> _EXTRACT PROVIDED_
⁂

Throughout the ’60s, ’70s and ’80s the most significant economic trend of our time went unnamed.  It wasn’t until the ’90s that the corporate media began using the term “outsourcing” to describe the transfer of production from the US to foreign countries. Because God loves irony and is capable of micromanagement, the Spalding baseball was among the first to go.

Some of the relevant history can be retrieved online. Spalding supplied every baseball used in the majors for a century. “It all began in 1876, the year the National League was officially organized,” wrote Steve Cady in the New York Times. “A young pitcher for the Chicago franchise named A. G. Spalding opened a baseball manufacturing concern. Until then, pitchers had made their own baseballs. When the American League was formed in 1901, Spalding maintained its role as exclusive supplier.”

⁂

> _DATA UNDER STUDY_
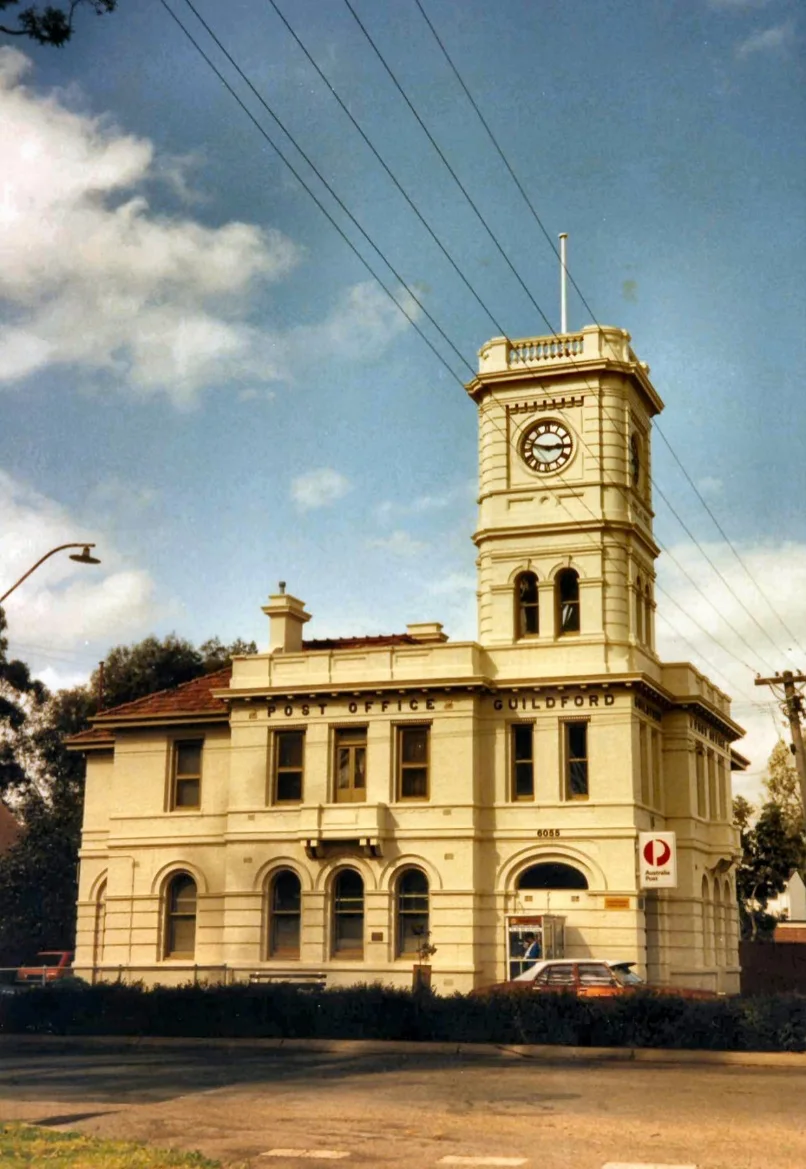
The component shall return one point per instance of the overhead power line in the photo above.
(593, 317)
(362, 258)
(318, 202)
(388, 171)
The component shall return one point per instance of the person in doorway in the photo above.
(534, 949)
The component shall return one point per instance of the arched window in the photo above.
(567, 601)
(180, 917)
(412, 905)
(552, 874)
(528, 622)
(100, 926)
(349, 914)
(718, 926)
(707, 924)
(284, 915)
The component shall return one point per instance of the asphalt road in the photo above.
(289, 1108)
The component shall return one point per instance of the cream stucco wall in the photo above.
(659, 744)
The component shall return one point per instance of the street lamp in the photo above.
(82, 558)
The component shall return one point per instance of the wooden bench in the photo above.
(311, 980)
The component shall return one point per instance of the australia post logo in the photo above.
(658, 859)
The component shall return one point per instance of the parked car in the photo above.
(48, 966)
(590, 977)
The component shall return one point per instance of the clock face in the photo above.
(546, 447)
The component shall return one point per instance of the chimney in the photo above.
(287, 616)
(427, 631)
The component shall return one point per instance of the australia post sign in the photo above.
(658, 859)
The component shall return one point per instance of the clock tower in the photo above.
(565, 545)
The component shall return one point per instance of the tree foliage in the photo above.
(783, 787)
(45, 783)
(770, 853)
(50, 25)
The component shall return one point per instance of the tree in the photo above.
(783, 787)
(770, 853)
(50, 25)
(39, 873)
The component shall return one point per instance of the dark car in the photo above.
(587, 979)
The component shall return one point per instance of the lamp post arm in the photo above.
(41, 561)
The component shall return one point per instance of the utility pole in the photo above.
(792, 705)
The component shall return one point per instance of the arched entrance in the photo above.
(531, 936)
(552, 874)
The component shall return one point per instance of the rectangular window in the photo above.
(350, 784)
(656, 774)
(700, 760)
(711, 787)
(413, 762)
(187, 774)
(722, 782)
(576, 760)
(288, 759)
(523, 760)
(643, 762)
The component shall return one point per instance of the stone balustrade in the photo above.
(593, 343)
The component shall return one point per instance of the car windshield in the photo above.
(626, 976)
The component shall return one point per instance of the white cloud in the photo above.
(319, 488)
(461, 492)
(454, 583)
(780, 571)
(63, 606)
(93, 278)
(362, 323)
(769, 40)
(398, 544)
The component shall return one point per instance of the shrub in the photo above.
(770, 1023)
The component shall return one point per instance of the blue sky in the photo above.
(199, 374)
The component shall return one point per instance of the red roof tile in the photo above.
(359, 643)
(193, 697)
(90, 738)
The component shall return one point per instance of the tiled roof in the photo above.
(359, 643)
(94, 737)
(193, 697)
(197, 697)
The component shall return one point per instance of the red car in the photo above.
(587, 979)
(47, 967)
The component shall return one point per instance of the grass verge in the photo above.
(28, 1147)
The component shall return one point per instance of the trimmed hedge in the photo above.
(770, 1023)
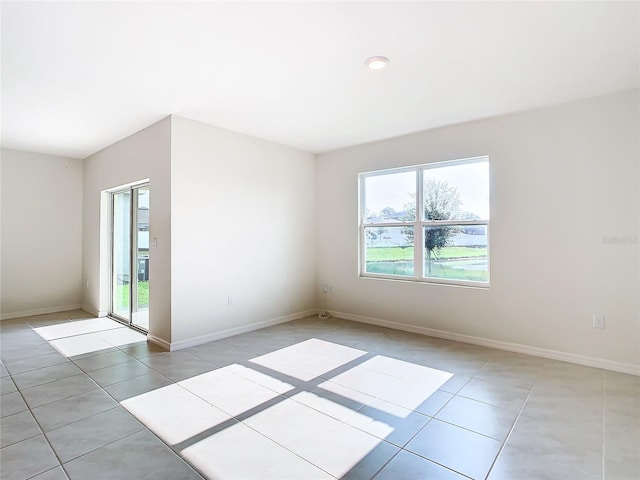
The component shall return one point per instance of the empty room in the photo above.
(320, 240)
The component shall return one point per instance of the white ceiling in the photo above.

⁂

> _WHAT YOU WILL DO_
1) Answer each question about the passage on Spalding baseballs in a few words.
(a) In which decade did the corporate media begin using the term "outsourcing"?
(b) In what year did A. G. Spalding open a baseball manufacturing concern?
(c) Before that, who had made baseballs?
2) Reproduce the passage on Spalding baseballs between "Throughout the ’60s, ’70s" and "first to go.", inclusive, swapping "outsourcing" for "offshoring".

> _YOUR WRITTEN ANSWERS_
1)
(a) The ’90s.
(b) 1876.
(c) Pitchers made their own baseballs.

2)
Throughout the ’60s, ’70s and ’80s the most significant economic trend of our time went unnamed.  It wasn’t until the ’90s that the corporate media began using the term “offshoring” to describe the transfer of production from the US to foreign countries. Because God loves irony and is capable of micromanagement, the Spalding baseball was among the first to go.